§ Task brief
Find each line of the material below that contains the string "crowd" and copy it. Treat uppercase and lowercase letters as different.

☆ ☆ ☆ ☆

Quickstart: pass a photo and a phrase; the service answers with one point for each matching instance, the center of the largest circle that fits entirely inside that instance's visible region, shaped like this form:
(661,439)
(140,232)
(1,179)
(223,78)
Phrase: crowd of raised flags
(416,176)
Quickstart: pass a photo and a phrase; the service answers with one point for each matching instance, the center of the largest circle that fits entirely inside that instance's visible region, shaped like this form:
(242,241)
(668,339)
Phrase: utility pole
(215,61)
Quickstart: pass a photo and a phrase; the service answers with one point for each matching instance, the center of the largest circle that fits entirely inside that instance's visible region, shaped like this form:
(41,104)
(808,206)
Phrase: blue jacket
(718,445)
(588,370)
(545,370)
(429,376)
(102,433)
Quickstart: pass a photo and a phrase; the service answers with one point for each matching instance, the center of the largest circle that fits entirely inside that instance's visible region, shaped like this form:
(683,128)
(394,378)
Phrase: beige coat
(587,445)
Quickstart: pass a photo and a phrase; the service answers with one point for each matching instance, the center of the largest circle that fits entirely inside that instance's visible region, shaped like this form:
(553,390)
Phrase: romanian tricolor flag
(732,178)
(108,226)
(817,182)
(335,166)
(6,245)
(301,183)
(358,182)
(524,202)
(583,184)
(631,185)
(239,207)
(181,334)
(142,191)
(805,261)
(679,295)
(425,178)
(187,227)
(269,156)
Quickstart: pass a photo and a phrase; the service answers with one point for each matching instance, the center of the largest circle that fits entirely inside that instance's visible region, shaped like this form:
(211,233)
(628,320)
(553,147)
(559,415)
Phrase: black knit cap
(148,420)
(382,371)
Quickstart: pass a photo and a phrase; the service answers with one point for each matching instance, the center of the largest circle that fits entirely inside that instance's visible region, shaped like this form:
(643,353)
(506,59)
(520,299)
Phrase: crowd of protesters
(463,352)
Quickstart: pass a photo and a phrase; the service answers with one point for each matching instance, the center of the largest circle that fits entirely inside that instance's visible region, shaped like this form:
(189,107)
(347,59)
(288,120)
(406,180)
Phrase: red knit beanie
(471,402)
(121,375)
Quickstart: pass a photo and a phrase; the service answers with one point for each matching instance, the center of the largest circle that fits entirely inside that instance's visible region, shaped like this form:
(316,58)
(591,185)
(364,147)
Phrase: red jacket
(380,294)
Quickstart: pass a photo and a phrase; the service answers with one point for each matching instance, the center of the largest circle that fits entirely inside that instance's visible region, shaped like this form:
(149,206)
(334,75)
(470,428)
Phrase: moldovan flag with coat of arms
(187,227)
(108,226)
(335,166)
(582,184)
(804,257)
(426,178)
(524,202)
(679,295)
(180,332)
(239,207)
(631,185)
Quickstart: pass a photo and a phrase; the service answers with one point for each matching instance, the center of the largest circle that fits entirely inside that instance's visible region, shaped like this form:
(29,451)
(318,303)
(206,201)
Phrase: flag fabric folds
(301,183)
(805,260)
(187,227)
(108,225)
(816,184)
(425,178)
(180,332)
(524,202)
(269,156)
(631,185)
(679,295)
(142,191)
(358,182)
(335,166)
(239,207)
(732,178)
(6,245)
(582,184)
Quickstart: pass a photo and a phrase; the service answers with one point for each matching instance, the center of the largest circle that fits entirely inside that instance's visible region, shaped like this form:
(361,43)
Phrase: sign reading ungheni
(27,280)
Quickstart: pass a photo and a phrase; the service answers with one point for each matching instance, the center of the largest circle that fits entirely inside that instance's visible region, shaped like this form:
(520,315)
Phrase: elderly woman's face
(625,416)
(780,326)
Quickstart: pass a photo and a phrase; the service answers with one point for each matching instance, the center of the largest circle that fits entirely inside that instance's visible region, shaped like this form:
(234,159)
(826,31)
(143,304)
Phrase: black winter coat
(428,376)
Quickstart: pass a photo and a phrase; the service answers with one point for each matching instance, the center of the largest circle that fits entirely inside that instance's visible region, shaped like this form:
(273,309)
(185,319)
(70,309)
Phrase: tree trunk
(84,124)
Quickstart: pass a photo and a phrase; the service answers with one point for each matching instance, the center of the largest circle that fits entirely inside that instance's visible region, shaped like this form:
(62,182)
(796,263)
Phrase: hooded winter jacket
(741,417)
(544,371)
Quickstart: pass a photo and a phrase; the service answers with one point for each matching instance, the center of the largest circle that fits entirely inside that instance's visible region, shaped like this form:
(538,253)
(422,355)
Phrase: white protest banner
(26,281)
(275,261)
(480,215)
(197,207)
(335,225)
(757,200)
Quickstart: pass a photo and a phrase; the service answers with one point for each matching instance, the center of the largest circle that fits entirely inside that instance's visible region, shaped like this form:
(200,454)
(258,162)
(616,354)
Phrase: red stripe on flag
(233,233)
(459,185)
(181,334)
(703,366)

☆ ☆ ☆ ☆

§ Task output
Phrase: crowd of raised flags
Phrase: crowd of protesters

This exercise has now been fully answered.